--- PAGE EXCERPT ---
Friday, May 11, 2012

Today’s Cheese Plate, Or: Cheese Worship For Beginners


Well, it’s actually yesterday’s cheese plate, because while I wrote this on Thursday, I’m posting it on Friday.

I have three lovely cheeses on my plate today, all purchased from igourmet.com:  Manchego, Walder, and Istara Ossau-Iraty.  You can find descriptions of those three on igourmet.com or in my cheese journal on my web page, www.foreverinbluejeans.net.  All three are definitely in my top ten favorite cheeses.  Manchego probably tops my favorite list.  I’ve found Manchego at Trader Joe’s and even Kroger’s, but the Manchego from igourmet.com is no more expensive, and it’s special – a little more aged, more intense and flavorful, with a slightly grainy texture that comes from a crystallized amino acid called tyrosine.  These grainy bits are the mark of a wonderfully crafted and aged cheese – what separates “parmesan” cheese from real Parmiggiano Reggiano, for example.

My cheese plate would scandalize a real cheese gourmet because I really haven’t observed any of the conventions for putting together a real cheese plate.  I haven’t chosen the cheeses properly; I just picked what I felt like nibbling on.  There’s no fruit or bread on my cheese plate.  It’s not served on a cheese board, just a <snicker> paper plate.  And with my cheese, I’m drinking <gasp> hot tea.  With cream.  Definitely, definitely a no-no.  But the fact is, I just do not like wine.  Yes, I realize that’s sacrilege, so I’ll flip convention the bird and say it again:  I don’t like wine.  Like beer, it’s fine for cooking – I love to cook with wine, beer, stout, what have you – but I’d no more pour it in a glass and drink it than I’d sit down to a nice big bowl of bacon grease.  Lovely to cook with, but that’s where it ends.

There are times when I do enjoy fruit with my cheese – mostly when real local strawberries or cantaloupe are in season.  More often, however, I find I like fresh, crisp vegetables with my cheese.  A thinly sliced cucumber is lovely with cheese, but my all-time favorite is slices of jicama.

If I’m eating a soft, gooey cheese, I can put it on a jicama slice, but I do have my cracker indulgences.  The two low-carb crackers I favor are readily available on Netrition:  GG Scandinavian Bran Crispbreads (2g net carbs per playing-card sized cracker), and Rault Foods’ Smackaroos (plain) (1g net carbs for three crackers, probably about the same size as the GG Scandinavian but longer and narrower).  Both are very heavy in fiber.  The Smackaroos are more expensive, but I like them better.  If you get the GG Scandinavian, toast them lightly or they’ll be like biting off a piece of particle board.

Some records
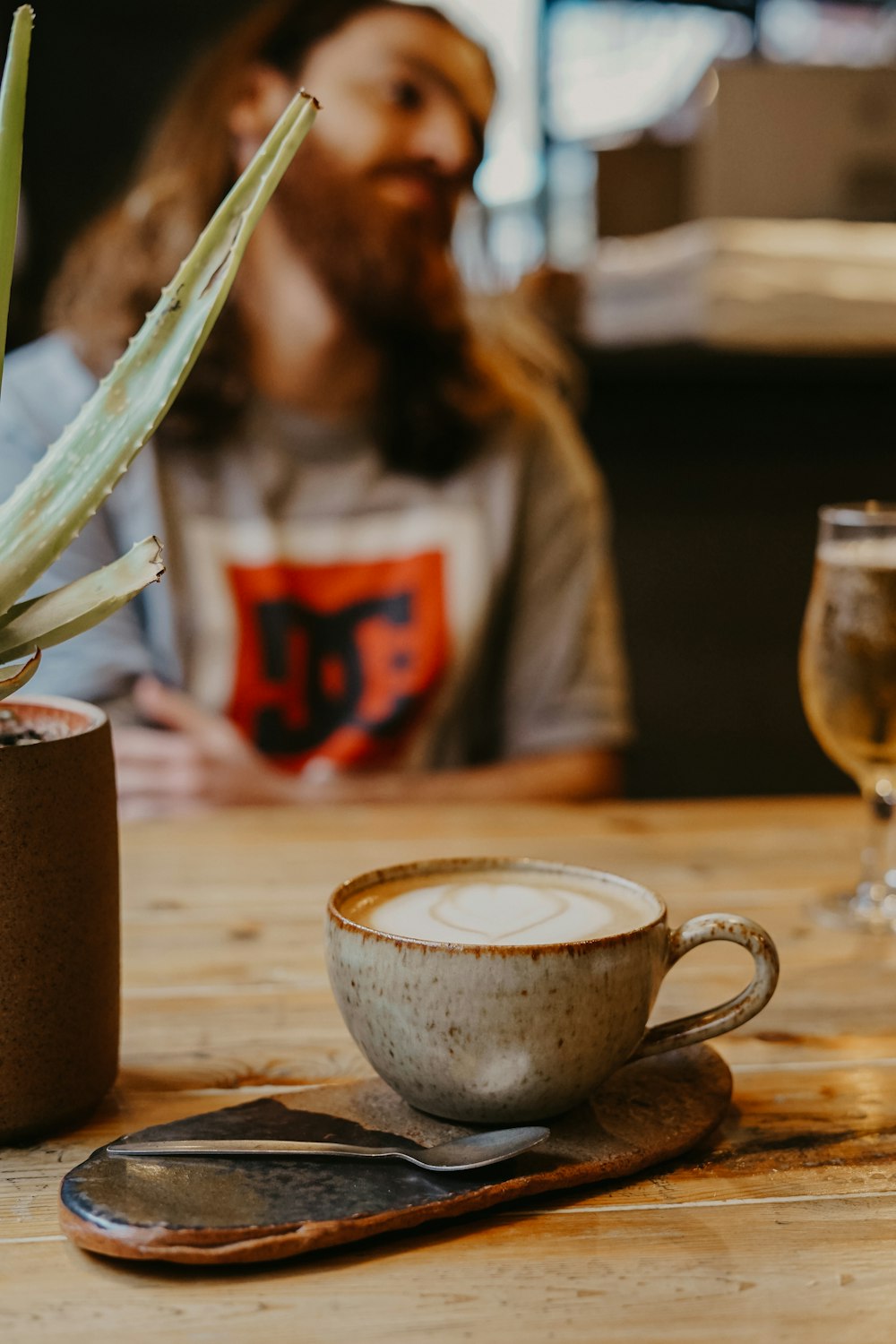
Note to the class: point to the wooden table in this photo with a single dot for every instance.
(783, 1228)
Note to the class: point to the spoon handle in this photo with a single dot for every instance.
(245, 1148)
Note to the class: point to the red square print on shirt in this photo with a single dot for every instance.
(338, 660)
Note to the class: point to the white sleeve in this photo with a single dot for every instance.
(565, 677)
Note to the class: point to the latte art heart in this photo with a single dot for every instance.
(497, 909)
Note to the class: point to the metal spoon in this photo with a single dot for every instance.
(455, 1156)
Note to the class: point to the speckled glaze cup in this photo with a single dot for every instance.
(520, 1032)
(58, 919)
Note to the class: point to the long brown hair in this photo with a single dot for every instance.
(437, 395)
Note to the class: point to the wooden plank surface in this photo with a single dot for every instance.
(782, 1228)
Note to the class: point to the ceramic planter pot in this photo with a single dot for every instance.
(59, 940)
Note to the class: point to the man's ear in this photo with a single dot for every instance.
(265, 94)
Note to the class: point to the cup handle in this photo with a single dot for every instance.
(715, 1021)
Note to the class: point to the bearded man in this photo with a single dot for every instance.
(389, 564)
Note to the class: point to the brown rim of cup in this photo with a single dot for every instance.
(405, 870)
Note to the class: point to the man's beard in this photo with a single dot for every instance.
(389, 269)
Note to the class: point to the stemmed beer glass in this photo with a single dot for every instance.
(848, 687)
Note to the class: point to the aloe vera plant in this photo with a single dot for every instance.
(66, 487)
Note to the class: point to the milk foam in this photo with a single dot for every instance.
(495, 909)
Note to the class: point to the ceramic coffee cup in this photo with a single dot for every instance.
(492, 1026)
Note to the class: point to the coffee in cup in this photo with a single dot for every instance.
(503, 991)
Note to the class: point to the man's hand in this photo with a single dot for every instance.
(202, 761)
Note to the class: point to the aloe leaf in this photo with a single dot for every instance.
(13, 118)
(77, 472)
(77, 607)
(16, 677)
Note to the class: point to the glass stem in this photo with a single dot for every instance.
(877, 884)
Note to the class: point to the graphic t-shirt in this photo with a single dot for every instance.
(339, 612)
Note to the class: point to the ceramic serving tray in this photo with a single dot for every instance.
(225, 1211)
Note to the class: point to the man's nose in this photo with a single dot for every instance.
(447, 142)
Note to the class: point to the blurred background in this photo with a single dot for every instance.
(702, 202)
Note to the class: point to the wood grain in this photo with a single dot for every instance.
(780, 1228)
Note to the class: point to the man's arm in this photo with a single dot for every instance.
(554, 777)
(202, 761)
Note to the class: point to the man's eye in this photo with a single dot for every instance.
(406, 94)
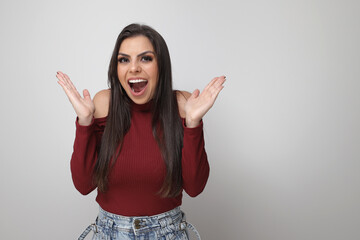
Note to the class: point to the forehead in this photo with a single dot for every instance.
(136, 44)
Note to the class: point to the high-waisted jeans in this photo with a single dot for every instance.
(170, 225)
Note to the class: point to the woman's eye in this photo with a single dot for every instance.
(123, 60)
(146, 59)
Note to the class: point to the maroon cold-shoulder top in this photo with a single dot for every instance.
(139, 171)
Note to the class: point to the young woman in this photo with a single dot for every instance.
(140, 143)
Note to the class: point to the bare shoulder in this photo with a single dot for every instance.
(182, 97)
(102, 102)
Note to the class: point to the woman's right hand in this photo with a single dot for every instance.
(83, 106)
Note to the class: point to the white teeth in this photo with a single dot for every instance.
(137, 80)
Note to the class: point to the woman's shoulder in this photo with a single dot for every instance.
(182, 97)
(102, 101)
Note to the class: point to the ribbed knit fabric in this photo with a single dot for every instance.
(139, 171)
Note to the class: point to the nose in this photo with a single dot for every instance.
(135, 67)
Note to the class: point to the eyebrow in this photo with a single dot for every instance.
(139, 55)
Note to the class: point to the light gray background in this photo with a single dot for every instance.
(283, 138)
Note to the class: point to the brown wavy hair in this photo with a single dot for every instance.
(166, 122)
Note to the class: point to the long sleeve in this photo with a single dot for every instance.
(87, 139)
(195, 166)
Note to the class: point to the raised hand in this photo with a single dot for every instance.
(83, 106)
(198, 104)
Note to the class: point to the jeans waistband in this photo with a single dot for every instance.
(173, 220)
(141, 223)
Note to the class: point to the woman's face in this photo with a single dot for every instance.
(138, 69)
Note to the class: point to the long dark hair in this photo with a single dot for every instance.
(166, 122)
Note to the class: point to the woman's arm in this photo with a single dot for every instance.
(192, 108)
(86, 145)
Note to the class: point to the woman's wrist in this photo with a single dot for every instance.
(192, 123)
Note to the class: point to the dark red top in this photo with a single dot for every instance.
(139, 171)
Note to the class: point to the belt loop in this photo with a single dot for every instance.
(87, 230)
(192, 228)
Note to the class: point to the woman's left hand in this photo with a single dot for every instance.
(198, 103)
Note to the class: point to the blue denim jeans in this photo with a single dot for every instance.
(170, 225)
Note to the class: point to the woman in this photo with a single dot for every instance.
(140, 143)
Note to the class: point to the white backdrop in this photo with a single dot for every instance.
(283, 138)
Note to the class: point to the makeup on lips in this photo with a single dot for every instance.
(137, 85)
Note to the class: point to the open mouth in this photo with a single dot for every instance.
(137, 85)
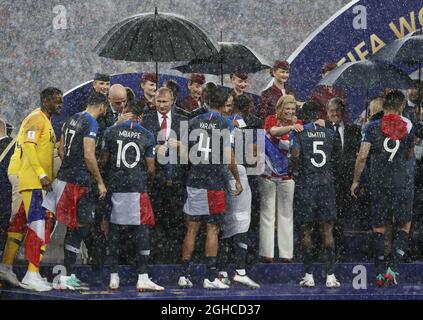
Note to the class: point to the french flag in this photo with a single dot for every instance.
(276, 160)
(38, 232)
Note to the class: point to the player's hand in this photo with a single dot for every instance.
(238, 189)
(102, 191)
(297, 127)
(161, 149)
(46, 184)
(104, 226)
(354, 189)
(320, 123)
(173, 143)
(126, 116)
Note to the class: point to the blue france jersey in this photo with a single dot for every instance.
(207, 163)
(315, 145)
(128, 144)
(75, 129)
(388, 157)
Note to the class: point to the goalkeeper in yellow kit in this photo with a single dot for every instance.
(36, 142)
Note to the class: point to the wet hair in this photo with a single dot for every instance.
(164, 90)
(393, 100)
(310, 111)
(49, 92)
(96, 99)
(208, 90)
(174, 86)
(135, 108)
(218, 98)
(242, 102)
(339, 103)
(130, 94)
(285, 100)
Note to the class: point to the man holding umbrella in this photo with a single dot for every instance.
(195, 88)
(101, 84)
(270, 96)
(148, 85)
(239, 81)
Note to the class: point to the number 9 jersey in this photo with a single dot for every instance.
(128, 144)
(388, 157)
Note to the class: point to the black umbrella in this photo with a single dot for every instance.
(156, 37)
(367, 75)
(408, 50)
(233, 57)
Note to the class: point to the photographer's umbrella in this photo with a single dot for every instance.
(367, 75)
(155, 37)
(232, 57)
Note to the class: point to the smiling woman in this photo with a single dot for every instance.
(276, 186)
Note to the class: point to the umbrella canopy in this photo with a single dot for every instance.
(367, 75)
(408, 50)
(156, 37)
(232, 57)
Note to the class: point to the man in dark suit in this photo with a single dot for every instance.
(167, 189)
(345, 150)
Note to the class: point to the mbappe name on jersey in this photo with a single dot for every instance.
(319, 134)
(207, 126)
(129, 134)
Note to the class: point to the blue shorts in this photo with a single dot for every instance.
(314, 203)
(209, 219)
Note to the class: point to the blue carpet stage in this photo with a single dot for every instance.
(279, 282)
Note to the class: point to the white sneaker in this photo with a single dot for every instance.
(332, 282)
(44, 279)
(114, 281)
(224, 278)
(33, 282)
(216, 284)
(246, 280)
(145, 284)
(7, 274)
(70, 283)
(184, 282)
(307, 281)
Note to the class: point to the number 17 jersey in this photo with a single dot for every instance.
(128, 144)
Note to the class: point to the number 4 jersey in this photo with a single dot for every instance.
(128, 144)
(75, 129)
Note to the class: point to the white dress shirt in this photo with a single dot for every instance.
(341, 130)
(168, 122)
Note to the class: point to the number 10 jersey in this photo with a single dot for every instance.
(128, 144)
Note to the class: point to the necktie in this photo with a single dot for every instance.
(338, 140)
(163, 126)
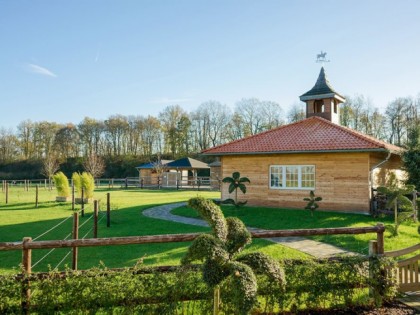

--- TO DO ---
Please answer these questions from the cheese plate post, one a line:
1. From which website were all three cheeses purchased?
2. What is the writer drinking with the cheese?
3. What is the writer's all-time favorite thing to eat with cheese?
This data comes from a separate, unrelated source.

--- EXERCISE SOLUTION ---
1. igourmet.com
2. Hot tea with cream
3. Slices of jicama